_Source_

We see this disgustingly often when it comes to women in particular. Men suffer trauma as well, but women carry a disturbing load of trauma on an individual and societal basis.

This is evident in the number of women who are carrying gaping wounds from sexual harassment or emotional abuse, and when they talk about it the world says “Quit whining, it isn’t like you were raped or he hit you.” Those women who HAVE been raped, only to be told they were obviously doing something to lead to it, and that basically “Loads of women have been raped, you’re not special.”

Those are the really ugly and obvious examples, that we have far too many of.

And then there is an entire other load of wounds that women are living with, that aren’t so obvious. These are insidious, because they aren’t blatant, and they’re even harder to talk about without being labeled a “whiner” or a “drama queen.” But these issues have laid much of the foundation for the more abhorrent crimes against women being normalized and perpetuated.

These are things like women being clearly told over the generations in Western Society that their voices are worth less. That their feelings are invalid because we are “hormonal” and “fickle” creatures who can’t make up our minds. We’re bad at math too, dontcha know?

It’s women having trouble leaving a shitty job because they’re not sure if they’ll be listened to any more at another company, or being unsure they’ll be able to demand the same amount of money they’re getting now. It’s women having trouble leaving a shitty SO because they aren’t sure if they’ll have support without him.

It’s the loss of the “tribe,” “village,” “coven” of women that we’re supposed to have to be able to lean on in times of need, because women have been turned against each other. We are no longer sisters, but competition. Competition for the jobs, the sex, the money, the attention.

And when we’re told those things are what are important, women are further stripped of what makes them fundamentally women, because we’re brainwashed into thinking that what is important to men needs to be important to us, or we’re simply going to lose.

But yet at the same time, we’re also told to strive for this arbitrary ideal. We need to be the perfect weight, perfect shape, perfect temperament, and we need to always be wearing just the right amount of makeup. Of course this is all in the eyes of the beholder and we’re somehow supposed to please ALL the beholders.

_Source excerpt_
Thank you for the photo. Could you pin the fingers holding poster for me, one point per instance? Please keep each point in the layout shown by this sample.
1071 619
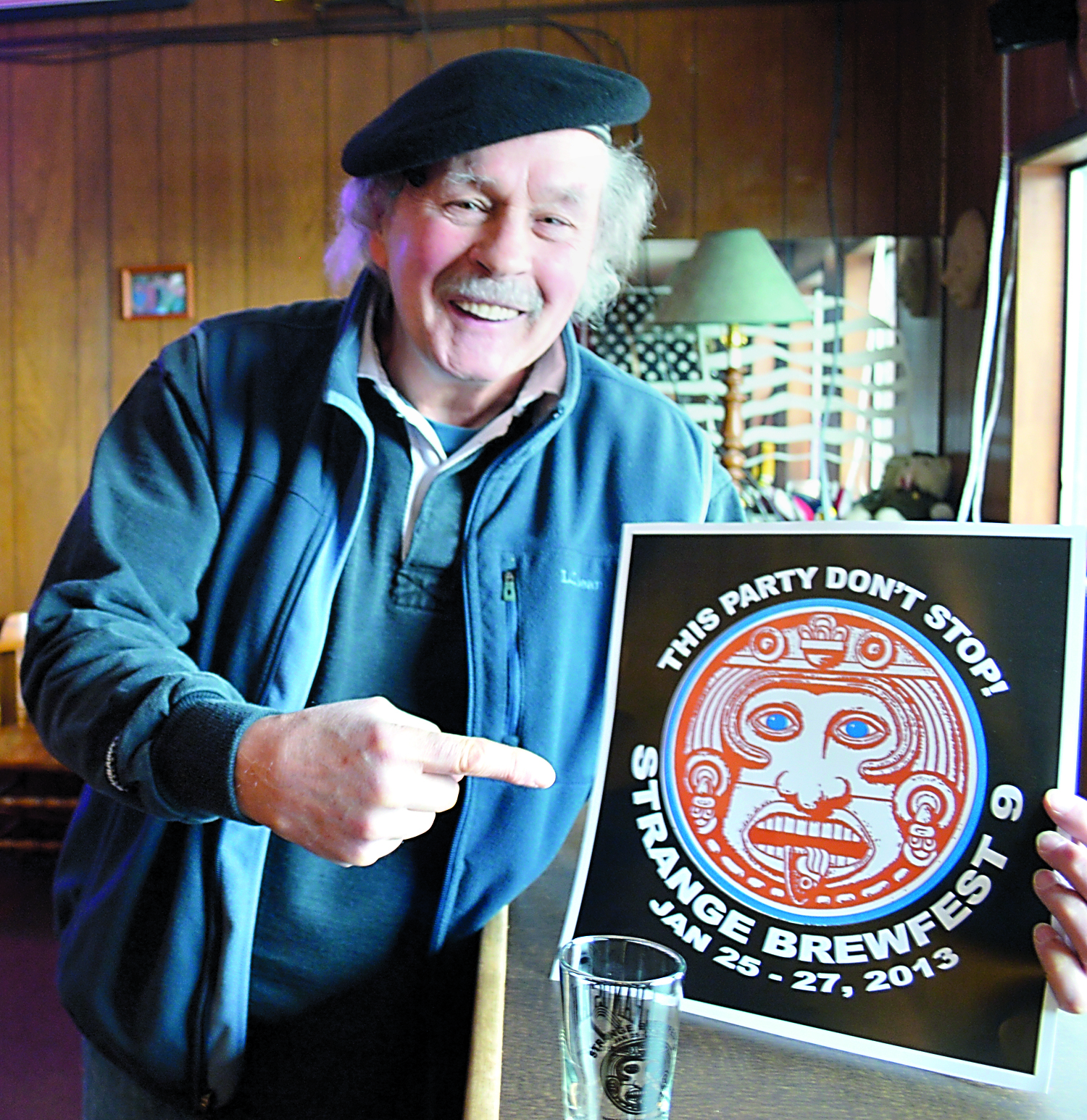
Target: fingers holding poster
825 780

_Actions to take_
(A) Repeat the stretch of the passage on women's trauma from "It’s women having trouble leaving a shitty job" through "money, the attention.".
(B) In the passage on women's trauma, what does it say women compete for now that they are "no longer sisters, but competition"?
(C) Write the next part of the passage on women's trauma, picking up after its final sentence.

_Outputs in order_
(A)
It’s women having trouble leaving a shitty job because they’re not sure if they’ll be listened to any more at another company, or being unsure they’ll be able to demand the same amount of money they’re getting now. It’s women having trouble leaving a shitty SO because they aren’t sure if they’ll have support without him.

It’s the loss of the “tribe,” “village,” “coven” of women that we’re supposed to have to be able to lean on in times of need, because women have been turned against each other. We are no longer sisters, but competition. Competition for the jobs, the sex, the money, the attention.

(B) The jobs, the sex, the money, and the attention.

(C)
If we fail in this impossible mission, we are harasses, belittled, mocked, and wounded. And since it IS impossible, this WILL happen.

And then what?

It’s basically assumed that we like the pain. We like the discomfort. After all, why would we not achieve perfection if we knew that could spare us? Why would we keep going back to people to hurt us if we don’t enjoy the humiliation? Why would we stay quiet if we didn’t like it? Why would we speak up if we weren’t just looking to have more heaped on?

This is the vicious cycle that we live in. A world that has tried to convince us that this is simply the way life is. Life is painful. Life is cruel. The world holds our chin and forces us to nod up and down as it hisses “This is the way things are, RIGHT? And you’re ok with it, RIGHT?!” And thus, society has its confession that allows it to continue the way it has for generations, not at all unlike the “confessions” extracted from witches before the Church could burn them alive without that pesky guilt . . .

We are wandering in a sea of hurt and humiliation, trying to hide gaping wounds that leave trails of salty, etheric blood behind us as we journey. And we try to tell ourselves it’s ok.

But yet . . . but yet . . . there’s that whisper deep inside us that says this is wrong. That this is absolutely not ok. We’re not really inured to the pain. We do not crave damage. They have not extracted our confession, and we should never go quietly into the night.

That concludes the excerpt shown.